All of the lines below should be copied word for word.

Excerpted records:
*** Begin section ***

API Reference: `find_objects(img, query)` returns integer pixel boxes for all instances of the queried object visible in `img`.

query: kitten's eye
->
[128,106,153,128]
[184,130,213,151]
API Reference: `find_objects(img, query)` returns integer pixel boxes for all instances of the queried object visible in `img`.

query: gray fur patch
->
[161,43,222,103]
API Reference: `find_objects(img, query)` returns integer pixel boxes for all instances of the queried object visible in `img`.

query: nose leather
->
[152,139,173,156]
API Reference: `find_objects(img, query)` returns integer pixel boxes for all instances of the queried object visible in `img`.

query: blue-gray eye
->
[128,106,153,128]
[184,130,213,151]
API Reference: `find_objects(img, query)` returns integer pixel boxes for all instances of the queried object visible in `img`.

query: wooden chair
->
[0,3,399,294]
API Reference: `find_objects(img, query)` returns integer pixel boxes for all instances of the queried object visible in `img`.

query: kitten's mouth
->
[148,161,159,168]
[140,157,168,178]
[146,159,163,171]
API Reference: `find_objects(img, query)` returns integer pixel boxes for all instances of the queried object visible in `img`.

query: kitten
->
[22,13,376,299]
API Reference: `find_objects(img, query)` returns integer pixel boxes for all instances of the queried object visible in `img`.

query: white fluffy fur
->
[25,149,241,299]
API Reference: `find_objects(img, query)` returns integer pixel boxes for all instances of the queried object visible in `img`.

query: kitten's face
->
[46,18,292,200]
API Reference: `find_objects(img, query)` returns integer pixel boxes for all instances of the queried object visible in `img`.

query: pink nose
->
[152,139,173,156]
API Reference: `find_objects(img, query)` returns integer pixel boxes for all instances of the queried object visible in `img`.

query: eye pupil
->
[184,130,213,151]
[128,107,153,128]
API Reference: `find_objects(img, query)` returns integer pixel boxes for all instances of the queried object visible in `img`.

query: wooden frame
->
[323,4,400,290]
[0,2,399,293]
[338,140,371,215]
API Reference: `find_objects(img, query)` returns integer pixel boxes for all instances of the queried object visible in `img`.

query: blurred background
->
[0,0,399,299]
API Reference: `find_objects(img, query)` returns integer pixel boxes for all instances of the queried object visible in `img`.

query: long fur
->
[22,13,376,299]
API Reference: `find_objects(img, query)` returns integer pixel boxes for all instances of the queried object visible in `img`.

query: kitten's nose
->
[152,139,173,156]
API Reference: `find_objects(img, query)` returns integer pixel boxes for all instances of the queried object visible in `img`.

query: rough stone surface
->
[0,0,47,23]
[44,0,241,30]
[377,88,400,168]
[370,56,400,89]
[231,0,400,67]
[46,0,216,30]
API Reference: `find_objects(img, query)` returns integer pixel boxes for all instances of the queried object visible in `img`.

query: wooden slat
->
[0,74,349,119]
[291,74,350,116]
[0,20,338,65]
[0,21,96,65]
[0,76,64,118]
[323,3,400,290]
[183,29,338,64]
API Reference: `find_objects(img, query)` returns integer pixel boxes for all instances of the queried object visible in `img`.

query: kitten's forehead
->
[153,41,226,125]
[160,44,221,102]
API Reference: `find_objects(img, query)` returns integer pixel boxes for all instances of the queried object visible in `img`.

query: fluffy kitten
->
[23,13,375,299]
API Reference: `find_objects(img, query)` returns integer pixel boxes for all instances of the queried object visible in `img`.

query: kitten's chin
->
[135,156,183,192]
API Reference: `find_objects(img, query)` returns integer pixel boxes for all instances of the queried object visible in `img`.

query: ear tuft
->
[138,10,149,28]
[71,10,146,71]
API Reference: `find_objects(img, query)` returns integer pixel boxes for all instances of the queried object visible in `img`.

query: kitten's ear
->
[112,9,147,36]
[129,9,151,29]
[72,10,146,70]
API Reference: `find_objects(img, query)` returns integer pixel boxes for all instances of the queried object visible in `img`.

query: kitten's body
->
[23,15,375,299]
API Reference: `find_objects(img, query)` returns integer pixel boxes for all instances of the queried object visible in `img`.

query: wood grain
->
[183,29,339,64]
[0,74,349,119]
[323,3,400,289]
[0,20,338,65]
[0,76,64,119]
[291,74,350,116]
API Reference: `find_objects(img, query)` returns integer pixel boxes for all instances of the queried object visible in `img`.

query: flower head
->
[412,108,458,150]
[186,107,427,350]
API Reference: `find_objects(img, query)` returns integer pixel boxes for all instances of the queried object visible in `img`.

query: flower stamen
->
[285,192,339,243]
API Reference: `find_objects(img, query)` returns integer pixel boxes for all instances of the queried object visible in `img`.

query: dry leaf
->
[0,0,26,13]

*** End section ***

Solution below:
API Reference: `find_objects(img, query)` returns integer pixel boxes for all instances of the queried object visible in `img`.

query: kitten's eye
->
[128,106,153,128]
[184,130,213,151]
API Reference: `find_objects(img, query)` returns integer pixel boxes for all instances of the queried object visible in `img`.

query: gray fur patch
->
[161,43,222,103]
API Reference: `find_objects(img, query)` returns integer pixel boxes for all instances of the queried object visible in `img`.

query: nose leather
->
[152,139,173,156]
API Reference: `find_objects(img, query)` returns integer pixel boxes for all instances of the queried object visible in `img`.

query: blue-gray eye
->
[128,106,153,128]
[184,130,213,151]
API Reference: `find_objects(img, query)` returns integer pixel boxes for all instances of the queried object visible in `img`.

query: wooden chair
->
[0,3,399,294]
API Reference: `find_objects(img, query)` returns integer pixel boxes for all instances of the queried object visible in `img`.

query: kitten's mouth
->
[148,161,159,168]
[140,157,168,178]
[146,159,163,171]
API Reference: `find_objects(img, query)` returns integer pixel boxes for all instances of the queried object visible in `img`.

query: kitten
->
[22,13,376,299]
API Reference: `find_objects(img, query)` returns integer pixel boxes for all instances of the queried object visible in `img`.

query: white fluffy fur
->
[25,149,241,299]
API Reference: `find_objects(img, query)` returns integer pixel boxes for all instances of the queried object visible in `img`.

query: kitten's face
->
[46,18,292,200]
API Reference: `find_objects(img, query)` returns integer pixel boxes for all instances of the queried object visible in `img`.

query: pink nose
->
[152,139,173,156]
API Reference: `find_objects(img, query)` returns integer pixel boxes for all instances of the queried object visible in `img`.

query: eye pupil
->
[184,130,213,151]
[128,107,153,128]
API Reference: `find_objects(img, query)` returns integer pixel boxes for all instances of the queried object visible in `img`.

query: wooden frame
->
[323,4,400,290]
[0,2,399,293]
[338,140,371,215]
API Reference: `find_objects(img, query)` returns integer pixel boxes for all instances of the queried object visible in `img`.

query: blurred background
->
[0,0,399,299]
API Reference: `find_objects(img, query)` returns integer pixel boxes for all instances of the queried object visible in `img`.

query: long fur
->
[22,13,376,299]
API Reference: `find_objects(img, query)` returns integer pixel boxes for all instances of the queried object visible in `img`.

query: kitten's nose
->
[152,139,173,156]
API Reference: `find_objects(img, query)` returns integer pixel boxes for all instances of the queried object visible in `img`.

query: rough stone surface
->
[0,0,47,23]
[44,0,241,30]
[377,88,400,168]
[370,56,400,89]
[231,0,400,67]
[46,0,216,30]
API Reference: `find_objects(img, query)` returns integer pixel boxes for all instances of the queried object visible in `img`.

query: wooden slat
->
[0,74,349,119]
[291,74,350,116]
[0,20,338,65]
[0,21,96,65]
[0,76,64,118]
[323,3,400,290]
[183,29,338,64]
API Reference: `find_objects(img, query)` returns integer pixel boxes for all instances of the queried object visible in `img`.

query: kitten's forehead
->
[153,41,226,125]
[160,44,221,102]
API Reference: `find_objects(img, query)` returns integer pixel boxes for all instances of the queried object visible in `img`.

query: fluffy kitten
->
[23,13,375,299]
API Reference: `find_objects(img, query)` returns integer pixel boxes for all instances of the queried object visible in `img`.

query: kitten's chin
->
[135,156,183,192]
API Reference: `find_objects(img, query)` returns integer pixel boxes for all instances of the queried object visible in `img`.

query: ear tuft
->
[138,10,149,28]
[71,10,146,71]
API Reference: `find_objects(img, query)` returns integer pixel boxes for all instances of the queried object visible in `img`.

query: kitten's ear
->
[112,9,147,36]
[129,9,151,29]
[72,10,146,70]
API Reference: `find_objects(img, query)` returns integer pixel boxes for all instances of the queried object visible in `img`.

query: kitten's body
->
[23,15,375,299]
API Reference: `find_objects(img, query)` returns integer pixel boxes for all instances of the queried object visible in `img`.

query: wood grain
->
[183,29,339,64]
[0,74,349,119]
[323,3,400,289]
[0,20,338,65]
[0,76,64,119]
[291,74,350,116]
API Reference: `find_objects(img, query)` returns integer pixel boxes for all instances of the queried object visible in `img`.

query: flower head
->
[412,108,458,150]
[186,107,427,350]
API Reference: `find_objects(img, query)` returns integer pixel boxes for all instances of the queried object visible in `img`.

query: flower stamen
->
[285,192,339,243]
API Reference: `find_objects(img, query)` returns integer pixel boxes for all instances of the queried object visible in `img`.

query: dry leaf
->
[0,0,26,13]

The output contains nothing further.